- Task to carry out
Please reproduce the lines of the listing below without any change, from the line that contains "mark the region of the brass" through the end of the listing, inclusive.

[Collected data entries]
· · ·

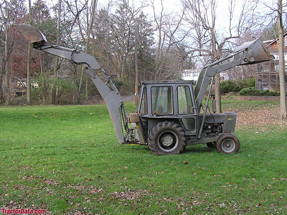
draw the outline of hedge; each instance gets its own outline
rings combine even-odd
[[[223,81],[220,83],[220,90],[223,93],[239,92],[247,87],[255,87],[255,79]]]
[[[248,87],[242,89],[239,92],[240,96],[277,96],[280,95],[278,92],[256,89],[254,87]]]

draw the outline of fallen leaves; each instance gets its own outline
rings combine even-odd
[[[246,110],[240,109],[233,110],[231,108],[224,110],[224,112],[235,111],[237,114],[236,126],[240,127],[246,125],[279,125],[287,126],[287,122],[278,120],[280,107],[262,107],[259,110]],[[255,132],[259,133],[259,131]]]
[[[122,201],[138,199],[148,194],[149,192],[145,190],[132,190],[130,189],[121,192],[115,191],[111,194],[114,198],[118,199]]]

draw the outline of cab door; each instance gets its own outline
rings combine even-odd
[[[196,133],[197,114],[192,87],[190,85],[177,85],[177,116],[186,134]]]

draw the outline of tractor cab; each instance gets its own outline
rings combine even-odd
[[[178,144],[180,135],[176,133],[180,133],[185,139],[186,136],[190,140],[191,137],[196,138],[198,125],[193,83],[193,81],[141,82],[137,111],[129,115],[134,126],[135,140],[139,140],[141,145],[148,145],[153,130],[162,127],[161,124],[165,125],[166,130],[175,128],[167,133],[169,136],[165,137],[165,142],[163,140],[162,150],[167,153],[174,149],[171,146]]]
[[[197,115],[193,81],[143,81],[138,108],[143,123],[150,130],[166,120],[176,122],[187,133],[196,127]]]

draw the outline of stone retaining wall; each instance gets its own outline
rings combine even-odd
[[[238,101],[263,101],[279,102],[280,100],[280,96],[238,96],[237,100]]]

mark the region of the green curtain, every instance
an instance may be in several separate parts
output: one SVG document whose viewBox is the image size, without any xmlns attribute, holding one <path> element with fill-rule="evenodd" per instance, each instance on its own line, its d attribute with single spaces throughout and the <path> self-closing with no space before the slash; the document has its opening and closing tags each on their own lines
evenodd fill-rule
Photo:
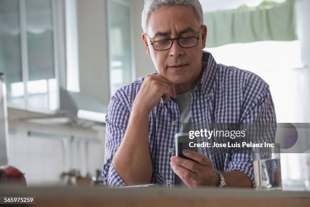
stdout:
<svg viewBox="0 0 310 207">
<path fill-rule="evenodd" d="M 294 0 L 262 2 L 258 6 L 204 14 L 206 47 L 262 41 L 297 40 Z"/>
</svg>

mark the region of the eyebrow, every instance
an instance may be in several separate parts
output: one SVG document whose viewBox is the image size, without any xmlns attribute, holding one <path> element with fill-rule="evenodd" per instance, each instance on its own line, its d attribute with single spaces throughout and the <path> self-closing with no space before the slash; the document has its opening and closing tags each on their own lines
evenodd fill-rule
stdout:
<svg viewBox="0 0 310 207">
<path fill-rule="evenodd" d="M 187 32 L 195 32 L 195 31 L 194 30 L 194 29 L 190 27 L 188 27 L 181 31 L 180 31 L 179 32 L 178 32 L 178 34 L 184 34 L 185 33 L 187 33 Z M 154 36 L 154 37 L 153 37 L 153 38 L 154 38 L 157 37 L 165 37 L 165 36 L 167 36 L 168 34 L 170 34 L 171 33 L 170 32 L 162 32 L 162 31 L 158 31 L 157 32 L 156 32 L 156 33 L 155 34 L 155 35 Z"/>
</svg>

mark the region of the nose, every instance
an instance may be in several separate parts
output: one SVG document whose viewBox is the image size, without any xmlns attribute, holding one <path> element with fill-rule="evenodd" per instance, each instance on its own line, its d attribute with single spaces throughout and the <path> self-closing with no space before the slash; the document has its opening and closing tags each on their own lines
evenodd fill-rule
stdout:
<svg viewBox="0 0 310 207">
<path fill-rule="evenodd" d="M 169 56 L 171 57 L 179 57 L 184 54 L 183 48 L 179 45 L 177 40 L 172 41 L 172 45 L 169 49 Z"/>
</svg>

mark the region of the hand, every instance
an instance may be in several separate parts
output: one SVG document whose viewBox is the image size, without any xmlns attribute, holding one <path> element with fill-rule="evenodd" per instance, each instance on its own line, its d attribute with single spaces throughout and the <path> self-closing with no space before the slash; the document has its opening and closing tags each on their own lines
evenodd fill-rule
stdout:
<svg viewBox="0 0 310 207">
<path fill-rule="evenodd" d="M 160 75 L 149 75 L 145 77 L 135 99 L 134 107 L 150 112 L 161 98 L 166 104 L 171 96 L 176 97 L 174 84 Z"/>
<path fill-rule="evenodd" d="M 197 162 L 174 156 L 171 157 L 170 165 L 188 187 L 218 185 L 219 175 L 214 170 L 212 162 L 209 158 L 203 154 L 188 150 L 184 150 L 183 154 Z"/>
</svg>

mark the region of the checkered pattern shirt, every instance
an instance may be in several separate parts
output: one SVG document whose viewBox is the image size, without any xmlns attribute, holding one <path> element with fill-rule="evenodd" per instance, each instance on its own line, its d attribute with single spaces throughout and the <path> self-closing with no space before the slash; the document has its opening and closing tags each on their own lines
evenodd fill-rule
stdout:
<svg viewBox="0 0 310 207">
<path fill-rule="evenodd" d="M 206 62 L 203 75 L 192 93 L 192 123 L 272 123 L 276 114 L 268 85 L 252 73 L 217 64 L 204 51 Z M 111 97 L 106 117 L 105 151 L 102 180 L 109 187 L 126 184 L 114 169 L 113 156 L 124 137 L 133 104 L 144 77 L 119 89 Z M 149 116 L 148 140 L 152 174 L 150 183 L 173 187 L 174 172 L 170 165 L 175 155 L 175 135 L 180 130 L 180 115 L 177 104 L 161 100 Z M 196 129 L 196 130 L 197 130 Z M 199 130 L 199 129 L 198 129 Z M 214 169 L 239 170 L 255 185 L 250 154 L 208 154 Z M 130 167 L 130 166 L 128 166 Z"/>
</svg>

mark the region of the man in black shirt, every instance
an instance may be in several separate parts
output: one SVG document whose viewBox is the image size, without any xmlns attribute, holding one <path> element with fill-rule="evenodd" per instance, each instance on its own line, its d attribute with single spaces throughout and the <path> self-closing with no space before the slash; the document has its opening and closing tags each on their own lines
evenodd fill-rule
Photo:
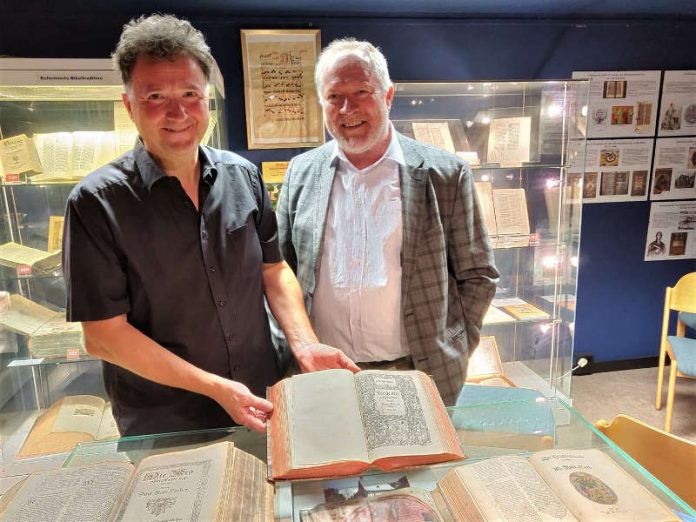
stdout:
<svg viewBox="0 0 696 522">
<path fill-rule="evenodd" d="M 264 295 L 303 371 L 348 368 L 319 344 L 256 168 L 201 146 L 213 63 L 203 35 L 169 15 L 124 26 L 114 52 L 133 151 L 68 200 L 67 317 L 103 359 L 121 435 L 264 429 L 279 378 Z"/>
</svg>

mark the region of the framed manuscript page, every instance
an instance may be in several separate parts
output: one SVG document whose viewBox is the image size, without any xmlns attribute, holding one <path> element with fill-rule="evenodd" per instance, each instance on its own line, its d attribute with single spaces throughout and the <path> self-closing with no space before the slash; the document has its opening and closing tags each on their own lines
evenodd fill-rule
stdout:
<svg viewBox="0 0 696 522">
<path fill-rule="evenodd" d="M 324 143 L 314 65 L 318 29 L 242 29 L 249 149 Z"/>
</svg>

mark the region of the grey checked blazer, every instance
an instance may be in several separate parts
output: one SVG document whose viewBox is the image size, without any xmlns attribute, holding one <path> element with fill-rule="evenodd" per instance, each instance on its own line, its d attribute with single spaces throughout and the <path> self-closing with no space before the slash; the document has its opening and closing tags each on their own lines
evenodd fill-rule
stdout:
<svg viewBox="0 0 696 522">
<path fill-rule="evenodd" d="M 459 394 L 498 272 L 482 223 L 469 166 L 457 156 L 397 135 L 403 244 L 401 307 L 417 369 L 430 374 L 445 404 Z M 297 274 L 305 305 L 321 265 L 324 225 L 336 172 L 334 143 L 295 157 L 278 202 L 285 260 Z"/>
</svg>

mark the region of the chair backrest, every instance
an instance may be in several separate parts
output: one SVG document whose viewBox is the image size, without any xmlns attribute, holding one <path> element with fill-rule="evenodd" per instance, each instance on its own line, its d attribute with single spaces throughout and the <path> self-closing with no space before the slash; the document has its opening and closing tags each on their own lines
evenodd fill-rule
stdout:
<svg viewBox="0 0 696 522">
<path fill-rule="evenodd" d="M 619 414 L 597 428 L 696 509 L 696 443 Z"/>
<path fill-rule="evenodd" d="M 673 287 L 667 287 L 665 293 L 665 309 L 662 314 L 662 335 L 660 345 L 662 350 L 669 352 L 670 358 L 674 358 L 667 336 L 669 335 L 669 316 L 672 310 L 677 312 L 696 313 L 696 272 L 682 276 Z M 677 321 L 676 335 L 683 336 L 686 327 L 682 321 Z"/>
<path fill-rule="evenodd" d="M 696 272 L 682 276 L 669 294 L 669 307 L 672 310 L 696 313 Z"/>
</svg>

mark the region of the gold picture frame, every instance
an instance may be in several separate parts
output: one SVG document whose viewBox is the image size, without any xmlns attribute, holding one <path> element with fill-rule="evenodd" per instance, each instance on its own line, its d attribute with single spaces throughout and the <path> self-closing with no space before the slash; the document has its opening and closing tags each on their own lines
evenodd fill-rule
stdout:
<svg viewBox="0 0 696 522">
<path fill-rule="evenodd" d="M 314 85 L 319 29 L 242 29 L 241 39 L 249 149 L 324 143 Z"/>
</svg>

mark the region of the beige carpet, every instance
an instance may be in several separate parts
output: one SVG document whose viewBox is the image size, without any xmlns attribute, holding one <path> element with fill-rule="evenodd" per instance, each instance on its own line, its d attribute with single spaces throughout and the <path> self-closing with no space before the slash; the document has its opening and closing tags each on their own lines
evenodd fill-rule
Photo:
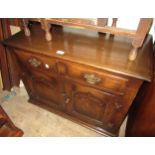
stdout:
<svg viewBox="0 0 155 155">
<path fill-rule="evenodd" d="M 102 136 L 88 128 L 28 103 L 28 96 L 24 87 L 15 88 L 15 92 L 16 96 L 2 102 L 1 105 L 14 124 L 24 131 L 25 137 Z M 125 123 L 121 127 L 120 136 L 124 136 L 124 128 Z"/>
</svg>

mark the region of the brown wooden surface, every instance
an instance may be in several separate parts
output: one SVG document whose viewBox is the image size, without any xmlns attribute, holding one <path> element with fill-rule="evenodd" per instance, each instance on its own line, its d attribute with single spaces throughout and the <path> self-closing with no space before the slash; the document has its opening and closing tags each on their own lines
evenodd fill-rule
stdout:
<svg viewBox="0 0 155 155">
<path fill-rule="evenodd" d="M 23 131 L 17 128 L 0 106 L 0 137 L 20 137 Z"/>
<path fill-rule="evenodd" d="M 155 136 L 155 64 L 152 82 L 143 84 L 129 113 L 126 136 Z"/>
<path fill-rule="evenodd" d="M 52 31 L 52 42 L 42 37 L 40 26 L 32 28 L 31 37 L 20 32 L 4 41 L 16 57 L 30 101 L 98 132 L 118 135 L 143 80 L 152 78 L 151 36 L 136 65 L 125 62 L 131 48 L 127 38 L 59 26 Z"/>
<path fill-rule="evenodd" d="M 96 68 L 151 81 L 152 37 L 148 35 L 135 61 L 128 60 L 132 49 L 131 40 L 126 37 L 98 34 L 86 30 L 53 27 L 53 40 L 46 42 L 41 28 L 32 29 L 31 37 L 23 32 L 14 35 L 4 43 L 16 48 L 33 51 L 64 60 L 89 64 Z M 65 52 L 63 56 L 56 54 Z M 149 60 L 149 61 L 148 61 Z"/>
</svg>

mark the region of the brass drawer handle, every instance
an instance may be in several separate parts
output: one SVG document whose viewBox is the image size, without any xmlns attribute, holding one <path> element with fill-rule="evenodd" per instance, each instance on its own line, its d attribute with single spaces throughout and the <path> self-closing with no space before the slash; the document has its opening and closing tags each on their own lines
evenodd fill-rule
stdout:
<svg viewBox="0 0 155 155">
<path fill-rule="evenodd" d="M 41 65 L 41 62 L 39 60 L 37 60 L 36 58 L 30 58 L 28 60 L 28 62 L 30 63 L 31 66 L 37 68 Z"/>
<path fill-rule="evenodd" d="M 101 82 L 101 78 L 94 75 L 94 74 L 84 74 L 84 78 L 86 79 L 87 83 L 89 84 L 97 84 L 98 82 Z"/>
</svg>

· · ·

- Response
mark the region of the brass drawer handle, every instance
an instance may be in several separate parts
output: one SVG document whose viewBox is the image size, without any xmlns attribute, holding one <path> element with fill-rule="evenodd" per instance, each instance on its own line, its d attribute with single spaces throughout and the <path> self-closing with no space before the slash; the document has its opening and closing tags each on their own lines
evenodd fill-rule
stdout:
<svg viewBox="0 0 155 155">
<path fill-rule="evenodd" d="M 41 65 L 41 62 L 39 60 L 37 60 L 36 58 L 30 58 L 28 60 L 28 62 L 30 63 L 31 66 L 37 68 Z"/>
<path fill-rule="evenodd" d="M 101 82 L 101 78 L 94 75 L 94 74 L 84 74 L 84 78 L 86 79 L 87 83 L 89 84 L 97 84 L 98 82 Z"/>
</svg>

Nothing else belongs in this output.